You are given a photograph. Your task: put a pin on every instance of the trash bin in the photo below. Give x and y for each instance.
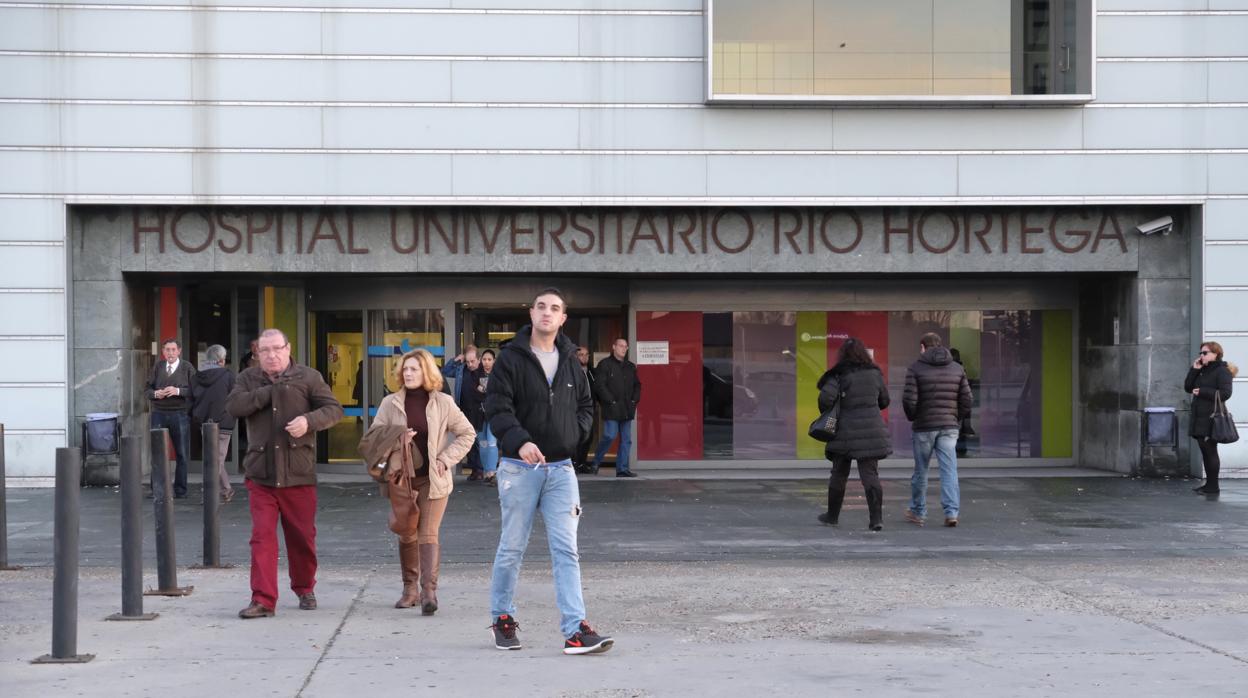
(1161, 427)
(100, 433)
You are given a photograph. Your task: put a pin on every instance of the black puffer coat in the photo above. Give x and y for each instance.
(861, 432)
(1211, 378)
(937, 393)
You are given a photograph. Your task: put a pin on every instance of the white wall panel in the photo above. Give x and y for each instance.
(628, 83)
(804, 175)
(1152, 83)
(1227, 219)
(33, 267)
(1016, 129)
(31, 219)
(579, 175)
(1166, 127)
(1172, 35)
(1224, 310)
(1226, 266)
(451, 127)
(30, 124)
(33, 314)
(714, 129)
(462, 35)
(1095, 175)
(642, 35)
(31, 361)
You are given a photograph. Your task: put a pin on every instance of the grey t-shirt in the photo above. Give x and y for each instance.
(549, 361)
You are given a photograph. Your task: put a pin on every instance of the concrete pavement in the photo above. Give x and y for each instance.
(1082, 586)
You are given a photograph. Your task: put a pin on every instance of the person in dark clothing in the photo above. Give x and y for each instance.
(169, 388)
(937, 400)
(210, 387)
(538, 407)
(618, 390)
(1207, 377)
(861, 435)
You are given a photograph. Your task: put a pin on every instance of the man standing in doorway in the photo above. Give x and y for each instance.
(579, 460)
(937, 398)
(618, 391)
(285, 405)
(538, 406)
(170, 393)
(461, 368)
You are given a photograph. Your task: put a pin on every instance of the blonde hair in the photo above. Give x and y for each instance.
(428, 368)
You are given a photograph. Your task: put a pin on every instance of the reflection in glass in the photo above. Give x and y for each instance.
(901, 48)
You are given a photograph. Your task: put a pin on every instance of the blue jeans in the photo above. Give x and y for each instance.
(944, 442)
(179, 425)
(488, 448)
(522, 492)
(610, 430)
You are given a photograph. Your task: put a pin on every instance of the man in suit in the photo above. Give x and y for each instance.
(170, 393)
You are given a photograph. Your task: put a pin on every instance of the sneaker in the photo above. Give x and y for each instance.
(504, 632)
(585, 641)
(256, 611)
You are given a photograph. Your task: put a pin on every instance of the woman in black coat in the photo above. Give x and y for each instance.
(1208, 376)
(860, 433)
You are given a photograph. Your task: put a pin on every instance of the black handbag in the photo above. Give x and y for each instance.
(824, 427)
(1223, 430)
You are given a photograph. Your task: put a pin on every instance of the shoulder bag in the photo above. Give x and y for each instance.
(1223, 428)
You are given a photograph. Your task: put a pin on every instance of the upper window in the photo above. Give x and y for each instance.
(900, 50)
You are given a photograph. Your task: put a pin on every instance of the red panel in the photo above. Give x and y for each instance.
(869, 326)
(670, 415)
(167, 312)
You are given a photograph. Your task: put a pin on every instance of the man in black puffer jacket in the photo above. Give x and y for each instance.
(937, 398)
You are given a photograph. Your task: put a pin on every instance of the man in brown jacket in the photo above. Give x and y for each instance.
(285, 405)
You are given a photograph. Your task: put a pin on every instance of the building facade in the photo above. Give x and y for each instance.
(733, 187)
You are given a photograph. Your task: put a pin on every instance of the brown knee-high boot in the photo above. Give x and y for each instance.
(431, 556)
(409, 563)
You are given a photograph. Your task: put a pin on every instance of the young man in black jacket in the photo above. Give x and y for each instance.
(538, 407)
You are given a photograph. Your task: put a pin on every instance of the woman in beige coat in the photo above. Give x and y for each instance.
(419, 480)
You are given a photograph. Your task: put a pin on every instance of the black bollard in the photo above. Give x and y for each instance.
(131, 533)
(162, 501)
(65, 537)
(211, 501)
(4, 512)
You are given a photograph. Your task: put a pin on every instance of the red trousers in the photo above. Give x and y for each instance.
(296, 506)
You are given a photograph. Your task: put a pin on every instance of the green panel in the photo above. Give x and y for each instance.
(964, 335)
(1057, 397)
(286, 306)
(811, 363)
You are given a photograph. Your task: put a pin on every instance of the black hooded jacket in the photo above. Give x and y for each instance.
(209, 390)
(937, 393)
(522, 407)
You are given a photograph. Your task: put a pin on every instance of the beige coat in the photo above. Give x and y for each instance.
(451, 436)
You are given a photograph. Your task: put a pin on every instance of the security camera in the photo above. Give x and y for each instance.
(1156, 226)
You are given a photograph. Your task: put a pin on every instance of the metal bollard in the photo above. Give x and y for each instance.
(131, 533)
(162, 497)
(211, 501)
(4, 512)
(65, 538)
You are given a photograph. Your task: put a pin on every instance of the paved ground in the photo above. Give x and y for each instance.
(1051, 586)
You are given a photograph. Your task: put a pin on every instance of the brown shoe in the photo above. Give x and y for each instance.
(256, 611)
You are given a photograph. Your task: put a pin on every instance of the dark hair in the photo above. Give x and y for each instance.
(854, 352)
(553, 291)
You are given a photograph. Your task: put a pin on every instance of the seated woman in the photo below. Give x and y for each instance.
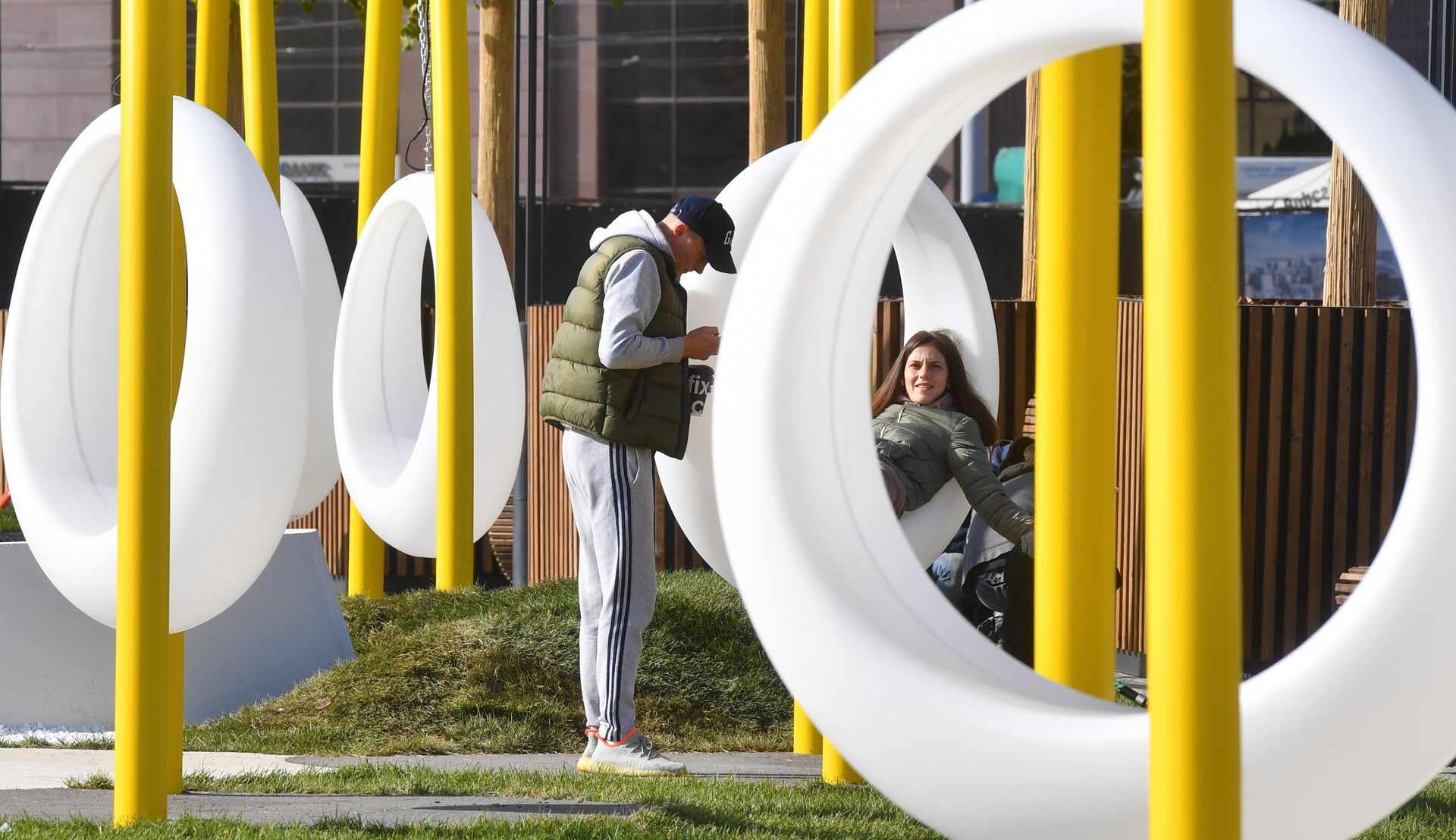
☆ ☆ ☆ ☆ ☆
*EXERCISE OBJECTIVE:*
When you transcribe the entries above, keep every word exact and leave out the pictures.

*RESULT FOR THIS EXERCISE:*
You are given a photograph. Your task: put a pin on every instance of the trash bin in the photo below. Give x and y for each instance.
(1161, 427)
(100, 433)
You are given a photograph. Your task: put a pin on every instance of the black puffer coat in the photo above. Give x and y for each instance.
(861, 432)
(1211, 378)
(937, 393)
You are given a photograph. Your task: put a pin on every instance of the white wall panel in the photo above. Give x and y for each instance.
(628, 83)
(804, 175)
(1152, 83)
(1227, 219)
(33, 267)
(1016, 129)
(31, 219)
(579, 175)
(1166, 127)
(1172, 35)
(1224, 310)
(1226, 266)
(451, 127)
(30, 124)
(33, 314)
(714, 129)
(462, 35)
(1095, 175)
(642, 35)
(31, 361)
You are given a photograph. Your task: put a pin on every instance of the grey t-shirt in the photo above. Give x and y for each instance.
(549, 361)
You are given a photograph. Your task: put a pin on every instance of the concrete pavement in the photo above. Give x and y for each instance.
(1082, 586)
You are given a photograph. Your task: put a pin on every instance of the person in dark clothing in the photo above. Give x and y for each instance.
(169, 388)
(937, 400)
(210, 387)
(538, 407)
(618, 390)
(1207, 377)
(861, 435)
You are given a photograph. Your task: put a pin on every instance of the man standing in doorway in the photo above. Give x and y for each instance.
(579, 460)
(937, 398)
(618, 391)
(285, 405)
(538, 406)
(170, 393)
(461, 368)
You are given a photograph. Your task: put a pin on every instance of the blonde hair in the photo above. Give x and y for each instance.
(428, 368)
You are given a photograph. Your task: put a pin on every instance of the reflection in glass in the photo above. Give x and y for each instance.
(901, 48)
You are given a photograph. Your task: put a pin on every instance of the blue jeans in the photo above. Give x and y for each instance.
(944, 442)
(179, 425)
(488, 448)
(522, 492)
(610, 430)
You are given a photograph. Your task: put a pin on every instance of the man in suit in the photo above. Give x and y for each instance.
(170, 393)
You are given a photograph. Your task: put a pin on every instance of the sneaker in the photo above. Give x and y for each instance.
(504, 632)
(585, 641)
(256, 611)
You are given a photograph. Your task: put a pin on every instance of the woman in black coat in the photo above. Give x and y for each instance.
(1208, 376)
(860, 433)
You are given a photograph. Your task: put a pin on every instance of the black handbag in the photo above. Give x and y for each instance.
(824, 427)
(1223, 430)
You are given a photograph. Your task: put a pin on every instance of the shoulder bag in the photo above. Give x and y for each instance.
(1223, 428)
You are given a photograph. Your task: put a pin on every instance of the upper window in the photo above. Give x and y for each instance.
(900, 50)
You are given a photograph. Your task: put a pin on every instance of the red panel in the photo above. Give x and y for each instance.
(869, 326)
(670, 415)
(167, 312)
You are given a photograph. Your task: put a pin on every instance of the man in black puffer jacket in the photo above. Give x and y for each instance.
(937, 398)
You are given a photograph. Your task: put a pin on every instance of the man in brown jacket in the photo above. Give x and y for each instance.
(285, 405)
You are given a photograph. Your task: put a pin on every instance of the building facade in the photo above. Give x and y for each instance.
(733, 187)
You are given a photograph. Your task: put a pin on every instance of the brown knee-high boot in the photo above. Give x and y for each instance.
(431, 556)
(409, 563)
You are given a photograph. Your task: put a pin on every instance of the young man in black jacket in the photo above. Give x and y for each instance.
(538, 407)
You are given a photograph. Your task: put a pin on every instance of the woman in beige coat in the photo above. Give x and y for each instance.
(419, 480)
You are given a photograph. Your task: put a pin on every instance of the black bollard in the photo above. Give x and y for each instance.
(131, 533)
(162, 501)
(65, 537)
(211, 501)
(4, 512)
You are given a photograph. Your task: put a pin on every instance of the red trousers in the photo above. Give x and y for each instance.
(296, 506)
You are given a photograph. Your task: put a pin on every instance of the green panel in the photo above. Give x and y for each instance.
(964, 335)
(1057, 397)
(286, 306)
(811, 363)
You are given a photograph. Your task: put a pin on every instance of the black hooded jacket in the photo above. Give x and y for each instance.
(209, 390)
(937, 393)
(522, 407)
You are given a photograph. Your task: put a pin on every instance of the beige coat in the photo above. Give x and y for each instance.
(451, 436)
You are given a photograph. Your task: put a pin on every instance of the security camera in the photo above. Give x and y for each instance.
(1156, 226)
You are given a photograph. Your task: put a pin on every instance of the metal bollard in the photo above. Give x and y for each instance.
(131, 533)
(162, 497)
(211, 501)
(4, 512)
(65, 538)
You are given a photograph. Your task: put a pin on every instance of the paved ground in the photo above. Give x and y for each instance.
(1051, 586)
You are given a photograph. Your task: put a pin on every instance of the brown shoe in the photo above. Give x and y for each instance.
(256, 611)
You are given a photograph. Your task: put a pin on every instance of the dark hair in the photo above. Give x and y for each instance.
(854, 352)
(553, 291)
You are given a photograph. Your task: put a pin on every instance of the seated woman in the photo below. Give x and y for each instance.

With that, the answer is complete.